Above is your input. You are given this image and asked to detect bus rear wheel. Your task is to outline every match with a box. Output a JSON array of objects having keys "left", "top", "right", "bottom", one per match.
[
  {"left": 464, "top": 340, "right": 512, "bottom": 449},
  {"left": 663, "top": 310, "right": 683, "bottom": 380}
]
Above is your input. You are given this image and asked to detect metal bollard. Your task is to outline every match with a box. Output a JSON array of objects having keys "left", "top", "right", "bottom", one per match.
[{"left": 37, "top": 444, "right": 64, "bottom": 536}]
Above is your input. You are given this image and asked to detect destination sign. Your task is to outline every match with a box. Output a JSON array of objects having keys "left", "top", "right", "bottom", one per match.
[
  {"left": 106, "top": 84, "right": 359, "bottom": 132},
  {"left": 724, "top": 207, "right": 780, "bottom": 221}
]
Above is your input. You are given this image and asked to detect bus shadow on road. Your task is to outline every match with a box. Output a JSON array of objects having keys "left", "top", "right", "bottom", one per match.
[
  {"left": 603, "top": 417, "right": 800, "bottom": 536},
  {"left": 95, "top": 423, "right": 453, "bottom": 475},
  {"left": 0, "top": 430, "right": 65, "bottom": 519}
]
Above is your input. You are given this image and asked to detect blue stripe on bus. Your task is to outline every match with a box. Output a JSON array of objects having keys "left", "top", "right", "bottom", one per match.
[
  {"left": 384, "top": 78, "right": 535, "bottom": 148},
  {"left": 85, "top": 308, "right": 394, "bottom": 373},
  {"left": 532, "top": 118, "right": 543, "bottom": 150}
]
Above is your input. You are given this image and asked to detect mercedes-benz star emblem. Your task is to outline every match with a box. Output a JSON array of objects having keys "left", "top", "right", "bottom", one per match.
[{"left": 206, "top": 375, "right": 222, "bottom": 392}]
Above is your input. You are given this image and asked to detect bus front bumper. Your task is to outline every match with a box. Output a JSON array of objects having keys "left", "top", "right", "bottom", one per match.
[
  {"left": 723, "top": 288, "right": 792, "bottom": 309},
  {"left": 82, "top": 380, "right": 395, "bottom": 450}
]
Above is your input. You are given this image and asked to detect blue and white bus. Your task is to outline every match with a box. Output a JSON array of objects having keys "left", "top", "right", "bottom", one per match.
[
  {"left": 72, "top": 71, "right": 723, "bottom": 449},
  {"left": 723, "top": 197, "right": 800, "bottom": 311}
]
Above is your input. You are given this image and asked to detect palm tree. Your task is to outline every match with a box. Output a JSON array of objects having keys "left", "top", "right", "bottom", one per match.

...

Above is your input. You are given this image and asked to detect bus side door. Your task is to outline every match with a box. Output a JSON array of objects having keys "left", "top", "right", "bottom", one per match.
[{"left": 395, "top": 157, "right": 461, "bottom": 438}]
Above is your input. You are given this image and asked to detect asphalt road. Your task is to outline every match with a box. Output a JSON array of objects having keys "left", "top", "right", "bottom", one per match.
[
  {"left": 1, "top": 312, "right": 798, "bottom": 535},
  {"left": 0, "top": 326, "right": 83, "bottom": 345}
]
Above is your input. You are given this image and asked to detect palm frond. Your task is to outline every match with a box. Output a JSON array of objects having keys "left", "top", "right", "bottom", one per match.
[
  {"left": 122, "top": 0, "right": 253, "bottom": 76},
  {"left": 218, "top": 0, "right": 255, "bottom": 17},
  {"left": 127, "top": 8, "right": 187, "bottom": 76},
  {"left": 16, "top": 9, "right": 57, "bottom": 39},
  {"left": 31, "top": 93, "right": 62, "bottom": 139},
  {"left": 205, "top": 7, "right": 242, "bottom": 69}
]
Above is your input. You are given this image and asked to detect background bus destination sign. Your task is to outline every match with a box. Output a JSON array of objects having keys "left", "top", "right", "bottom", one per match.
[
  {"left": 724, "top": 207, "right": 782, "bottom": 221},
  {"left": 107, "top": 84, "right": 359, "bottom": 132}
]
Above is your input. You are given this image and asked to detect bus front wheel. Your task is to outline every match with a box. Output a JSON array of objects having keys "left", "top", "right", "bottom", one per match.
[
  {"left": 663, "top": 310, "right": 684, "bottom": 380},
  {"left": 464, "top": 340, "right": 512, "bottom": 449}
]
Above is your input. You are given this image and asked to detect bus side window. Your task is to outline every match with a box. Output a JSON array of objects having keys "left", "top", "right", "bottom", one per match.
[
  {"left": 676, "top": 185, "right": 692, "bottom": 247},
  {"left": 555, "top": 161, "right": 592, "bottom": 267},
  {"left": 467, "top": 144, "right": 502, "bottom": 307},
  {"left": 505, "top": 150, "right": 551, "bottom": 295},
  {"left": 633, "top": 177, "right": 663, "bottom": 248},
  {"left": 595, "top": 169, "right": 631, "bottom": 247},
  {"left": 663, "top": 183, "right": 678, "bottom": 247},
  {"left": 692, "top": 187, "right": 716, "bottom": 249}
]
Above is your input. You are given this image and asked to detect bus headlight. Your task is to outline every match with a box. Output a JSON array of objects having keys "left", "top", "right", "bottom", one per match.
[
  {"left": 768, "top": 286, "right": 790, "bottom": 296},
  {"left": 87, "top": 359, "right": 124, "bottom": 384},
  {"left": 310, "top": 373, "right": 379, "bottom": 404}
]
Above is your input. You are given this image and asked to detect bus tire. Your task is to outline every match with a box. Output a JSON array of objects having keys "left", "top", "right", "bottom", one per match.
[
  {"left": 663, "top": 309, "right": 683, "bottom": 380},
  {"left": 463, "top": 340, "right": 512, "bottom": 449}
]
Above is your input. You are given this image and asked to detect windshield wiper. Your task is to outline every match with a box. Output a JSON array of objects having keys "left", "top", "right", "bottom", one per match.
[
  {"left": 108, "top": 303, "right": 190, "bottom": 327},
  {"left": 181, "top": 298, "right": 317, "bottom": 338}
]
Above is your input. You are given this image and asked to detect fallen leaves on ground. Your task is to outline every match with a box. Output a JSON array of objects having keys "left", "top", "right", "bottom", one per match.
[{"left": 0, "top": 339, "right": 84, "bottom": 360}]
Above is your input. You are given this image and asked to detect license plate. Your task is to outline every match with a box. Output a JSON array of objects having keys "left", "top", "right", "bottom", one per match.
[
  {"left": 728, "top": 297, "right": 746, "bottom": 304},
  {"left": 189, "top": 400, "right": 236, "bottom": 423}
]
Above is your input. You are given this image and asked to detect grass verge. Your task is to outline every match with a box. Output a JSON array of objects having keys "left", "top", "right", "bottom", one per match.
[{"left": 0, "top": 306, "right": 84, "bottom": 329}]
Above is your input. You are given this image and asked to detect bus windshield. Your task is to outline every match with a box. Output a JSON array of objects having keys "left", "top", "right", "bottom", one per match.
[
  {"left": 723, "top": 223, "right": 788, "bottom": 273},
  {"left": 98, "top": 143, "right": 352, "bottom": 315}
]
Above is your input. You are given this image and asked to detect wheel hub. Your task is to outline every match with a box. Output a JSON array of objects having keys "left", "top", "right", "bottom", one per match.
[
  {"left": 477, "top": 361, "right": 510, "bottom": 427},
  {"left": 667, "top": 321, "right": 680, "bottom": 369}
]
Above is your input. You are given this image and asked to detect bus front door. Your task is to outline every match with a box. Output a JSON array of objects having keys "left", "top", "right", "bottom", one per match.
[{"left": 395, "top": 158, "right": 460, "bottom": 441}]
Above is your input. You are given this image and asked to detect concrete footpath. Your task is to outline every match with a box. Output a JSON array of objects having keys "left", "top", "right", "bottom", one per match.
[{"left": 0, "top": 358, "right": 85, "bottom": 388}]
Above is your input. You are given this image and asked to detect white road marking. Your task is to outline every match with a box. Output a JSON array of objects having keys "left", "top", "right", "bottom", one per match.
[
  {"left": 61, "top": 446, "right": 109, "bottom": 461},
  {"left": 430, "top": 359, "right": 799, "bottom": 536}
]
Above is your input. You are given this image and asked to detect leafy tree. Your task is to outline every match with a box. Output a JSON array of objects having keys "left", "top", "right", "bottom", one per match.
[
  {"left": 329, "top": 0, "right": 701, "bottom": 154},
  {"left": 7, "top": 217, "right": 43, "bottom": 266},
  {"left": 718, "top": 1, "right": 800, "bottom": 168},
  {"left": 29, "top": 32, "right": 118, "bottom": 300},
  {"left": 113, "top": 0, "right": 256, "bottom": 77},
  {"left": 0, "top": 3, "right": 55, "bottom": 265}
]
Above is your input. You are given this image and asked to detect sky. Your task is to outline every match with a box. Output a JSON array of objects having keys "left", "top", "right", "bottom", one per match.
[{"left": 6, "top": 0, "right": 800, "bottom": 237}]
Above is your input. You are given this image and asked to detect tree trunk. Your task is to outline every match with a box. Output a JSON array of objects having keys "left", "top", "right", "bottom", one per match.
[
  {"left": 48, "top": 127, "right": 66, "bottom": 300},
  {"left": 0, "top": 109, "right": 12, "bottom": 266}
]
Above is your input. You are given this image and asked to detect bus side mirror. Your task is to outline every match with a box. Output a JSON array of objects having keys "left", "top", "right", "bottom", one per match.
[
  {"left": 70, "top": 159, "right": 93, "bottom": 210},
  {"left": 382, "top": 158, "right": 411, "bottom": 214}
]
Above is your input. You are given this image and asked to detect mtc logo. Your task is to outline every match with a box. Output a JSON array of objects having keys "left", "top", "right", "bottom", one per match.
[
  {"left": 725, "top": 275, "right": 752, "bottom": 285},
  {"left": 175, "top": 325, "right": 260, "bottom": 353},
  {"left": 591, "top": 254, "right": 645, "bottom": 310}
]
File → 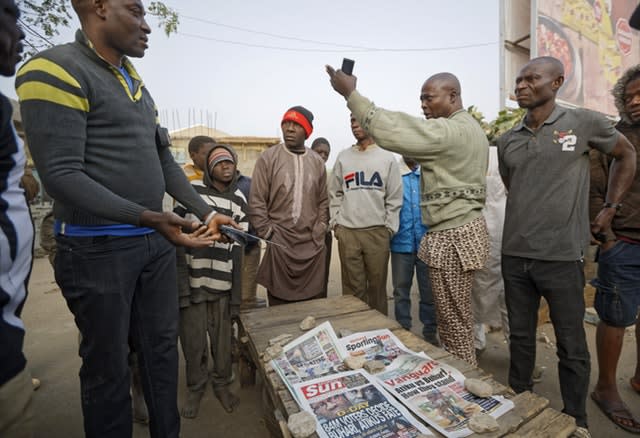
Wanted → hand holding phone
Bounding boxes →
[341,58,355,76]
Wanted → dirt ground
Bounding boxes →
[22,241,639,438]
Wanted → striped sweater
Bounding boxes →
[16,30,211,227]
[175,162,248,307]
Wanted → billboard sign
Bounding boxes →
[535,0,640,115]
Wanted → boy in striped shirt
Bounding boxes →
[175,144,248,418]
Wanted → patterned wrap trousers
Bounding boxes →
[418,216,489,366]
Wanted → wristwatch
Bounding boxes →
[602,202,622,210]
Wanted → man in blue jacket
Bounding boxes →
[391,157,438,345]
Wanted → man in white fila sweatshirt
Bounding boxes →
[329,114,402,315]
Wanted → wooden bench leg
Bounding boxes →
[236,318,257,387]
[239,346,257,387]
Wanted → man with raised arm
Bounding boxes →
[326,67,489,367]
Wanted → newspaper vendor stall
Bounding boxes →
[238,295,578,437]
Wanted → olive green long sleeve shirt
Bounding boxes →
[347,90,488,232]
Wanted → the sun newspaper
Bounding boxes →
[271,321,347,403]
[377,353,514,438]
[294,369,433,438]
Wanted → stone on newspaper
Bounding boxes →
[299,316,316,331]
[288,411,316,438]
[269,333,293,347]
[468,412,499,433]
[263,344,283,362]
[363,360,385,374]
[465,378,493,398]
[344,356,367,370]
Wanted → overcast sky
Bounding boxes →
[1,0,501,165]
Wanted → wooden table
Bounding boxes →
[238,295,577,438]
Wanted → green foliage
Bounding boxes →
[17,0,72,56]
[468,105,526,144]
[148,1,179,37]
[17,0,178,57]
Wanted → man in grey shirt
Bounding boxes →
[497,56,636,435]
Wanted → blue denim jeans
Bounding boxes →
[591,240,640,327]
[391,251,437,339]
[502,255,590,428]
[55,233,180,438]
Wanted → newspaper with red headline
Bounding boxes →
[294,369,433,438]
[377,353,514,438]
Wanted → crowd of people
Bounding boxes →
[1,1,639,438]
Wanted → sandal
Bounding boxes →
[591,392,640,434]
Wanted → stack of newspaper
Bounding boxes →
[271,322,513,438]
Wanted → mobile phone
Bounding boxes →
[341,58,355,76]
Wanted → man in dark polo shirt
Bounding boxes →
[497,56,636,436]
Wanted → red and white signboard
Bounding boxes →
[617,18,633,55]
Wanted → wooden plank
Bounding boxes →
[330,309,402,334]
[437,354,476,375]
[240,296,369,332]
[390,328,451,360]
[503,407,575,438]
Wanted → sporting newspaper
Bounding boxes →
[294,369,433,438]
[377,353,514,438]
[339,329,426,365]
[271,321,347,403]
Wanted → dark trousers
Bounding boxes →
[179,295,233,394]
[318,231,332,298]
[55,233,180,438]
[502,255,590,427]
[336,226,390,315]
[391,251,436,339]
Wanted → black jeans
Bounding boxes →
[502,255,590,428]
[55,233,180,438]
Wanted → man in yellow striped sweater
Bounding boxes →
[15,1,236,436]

---

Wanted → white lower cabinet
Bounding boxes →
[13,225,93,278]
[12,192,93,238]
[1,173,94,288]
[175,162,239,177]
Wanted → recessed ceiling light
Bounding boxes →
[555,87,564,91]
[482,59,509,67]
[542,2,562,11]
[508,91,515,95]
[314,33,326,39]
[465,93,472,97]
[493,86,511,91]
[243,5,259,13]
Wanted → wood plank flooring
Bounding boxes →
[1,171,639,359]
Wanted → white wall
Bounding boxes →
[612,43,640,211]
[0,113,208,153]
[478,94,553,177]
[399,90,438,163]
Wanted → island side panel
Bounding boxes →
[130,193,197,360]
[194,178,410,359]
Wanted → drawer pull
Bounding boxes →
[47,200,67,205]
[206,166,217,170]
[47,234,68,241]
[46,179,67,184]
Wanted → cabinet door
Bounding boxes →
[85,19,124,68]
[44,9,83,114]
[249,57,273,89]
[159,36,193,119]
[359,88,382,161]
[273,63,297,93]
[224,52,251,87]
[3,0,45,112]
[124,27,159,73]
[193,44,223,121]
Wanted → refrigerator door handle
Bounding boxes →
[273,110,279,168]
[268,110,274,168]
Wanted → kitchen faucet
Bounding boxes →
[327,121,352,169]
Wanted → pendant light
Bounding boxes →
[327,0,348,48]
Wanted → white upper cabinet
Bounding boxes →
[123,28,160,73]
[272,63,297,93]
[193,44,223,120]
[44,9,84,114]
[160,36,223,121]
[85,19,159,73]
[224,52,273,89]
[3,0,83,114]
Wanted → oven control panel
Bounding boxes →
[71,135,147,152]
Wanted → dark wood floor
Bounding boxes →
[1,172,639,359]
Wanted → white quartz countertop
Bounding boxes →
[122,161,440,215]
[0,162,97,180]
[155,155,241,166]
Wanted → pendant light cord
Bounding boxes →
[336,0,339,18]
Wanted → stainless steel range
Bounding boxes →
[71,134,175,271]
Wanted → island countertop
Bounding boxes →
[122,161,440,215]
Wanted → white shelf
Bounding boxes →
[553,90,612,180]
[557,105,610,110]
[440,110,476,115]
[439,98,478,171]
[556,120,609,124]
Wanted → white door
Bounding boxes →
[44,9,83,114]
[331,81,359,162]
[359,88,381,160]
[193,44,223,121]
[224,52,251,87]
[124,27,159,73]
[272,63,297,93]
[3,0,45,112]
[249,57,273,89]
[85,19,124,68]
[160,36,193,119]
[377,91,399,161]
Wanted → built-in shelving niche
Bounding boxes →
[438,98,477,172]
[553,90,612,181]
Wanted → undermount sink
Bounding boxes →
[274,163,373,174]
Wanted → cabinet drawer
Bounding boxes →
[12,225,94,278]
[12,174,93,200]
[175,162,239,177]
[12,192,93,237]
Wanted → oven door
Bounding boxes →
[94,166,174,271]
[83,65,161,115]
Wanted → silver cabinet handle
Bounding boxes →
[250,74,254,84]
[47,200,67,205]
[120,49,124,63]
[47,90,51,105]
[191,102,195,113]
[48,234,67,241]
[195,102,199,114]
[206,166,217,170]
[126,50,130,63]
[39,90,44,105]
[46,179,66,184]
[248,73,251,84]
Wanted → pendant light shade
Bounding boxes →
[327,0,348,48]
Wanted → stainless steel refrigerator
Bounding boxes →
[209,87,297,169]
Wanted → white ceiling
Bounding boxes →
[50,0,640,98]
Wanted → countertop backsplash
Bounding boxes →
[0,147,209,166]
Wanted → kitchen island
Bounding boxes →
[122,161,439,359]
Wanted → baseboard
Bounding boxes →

• Work instruction: From the listing, copy each line containing the word "pendant".

• Exercise response:
Wanted → pendant light
Wanted → pendant light cord
Wanted → pendant light shade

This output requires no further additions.